Rubble & Crew is a Canadian computer-animated children's television series and a spin-off of Spin Master's PAW Patrol brand. It is produced by Spin Master Entertainment, with animation provided by Jam Filled Toronto. Corus Entertainment also receives a production credit on the series.

Unlike the original series, which airs on TVOntario in Canada, Rubble & Crew airs on Treehouse TV and StackTV. Both services are owned by the spin-off's co-producer, Corus Entertainment. In the United States, it airs on Nickelodeon. The series' first episode was released on the official Rubble & Crew YouTube channel on January 9, 2023.

Plot
Builder Cove is the neighboring town of Adventure Bay. While attending his family reunion in Adventure Bay, Rubble is called to Builder Cove to help in its construction projects. After building a bridge to Builder Cove, Rubble suggests that his family moves to Builder Cove where they establish a construction company called Rubble & Crew that operates out of the Barkyard in order to help maintain his duties to the PAW Patrol. Rubble & Crew would help expand Builder Cove by expanding buildings and making new buildings for it's different proprietors while contending with a rival construction worker named Speed Meister. When the job is done, Rubble & Crew perform the "Wiggle and Wag" dance & "We're a Pup Family" dance.

Characters

Rubble & Crew
 Rubble (voiced by Luxton Handspiker) - A bulldog and a member of the PAW Patrol who becomes the founder and the leader of Rubble & Crew. He drives around in a bulldozer. Handspiker originally voiced Rex in Season 7 and replaces Lucien Duncan-Reid from the original series.
 Grandpa Gravel (voiced by Martin Roach) - A Serrano Bulldog and the grandfather of Rubble. He drives around in a food truck where he makes some kibble for his family.

GIVEN INFORMATION:
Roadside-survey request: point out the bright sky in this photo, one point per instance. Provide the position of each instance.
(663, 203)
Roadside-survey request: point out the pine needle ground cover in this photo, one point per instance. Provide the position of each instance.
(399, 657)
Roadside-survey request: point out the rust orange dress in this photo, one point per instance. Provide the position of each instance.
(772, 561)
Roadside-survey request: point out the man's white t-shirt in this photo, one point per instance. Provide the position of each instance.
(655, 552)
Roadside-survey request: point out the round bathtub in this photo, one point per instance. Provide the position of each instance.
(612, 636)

==

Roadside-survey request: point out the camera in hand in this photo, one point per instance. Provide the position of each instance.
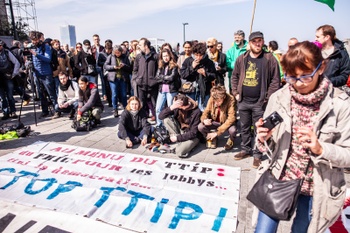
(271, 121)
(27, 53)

---

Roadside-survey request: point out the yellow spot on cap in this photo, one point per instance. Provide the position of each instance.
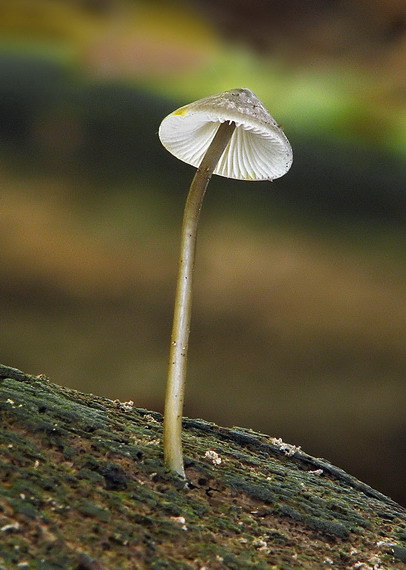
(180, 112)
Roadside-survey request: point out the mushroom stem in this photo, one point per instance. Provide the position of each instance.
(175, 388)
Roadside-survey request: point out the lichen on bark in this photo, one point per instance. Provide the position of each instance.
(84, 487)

REQUIRED TASK: According to the Rubble & Crew text, which studio provides the series' animation?

TASK RESPONSE: Jam Filled Toronto.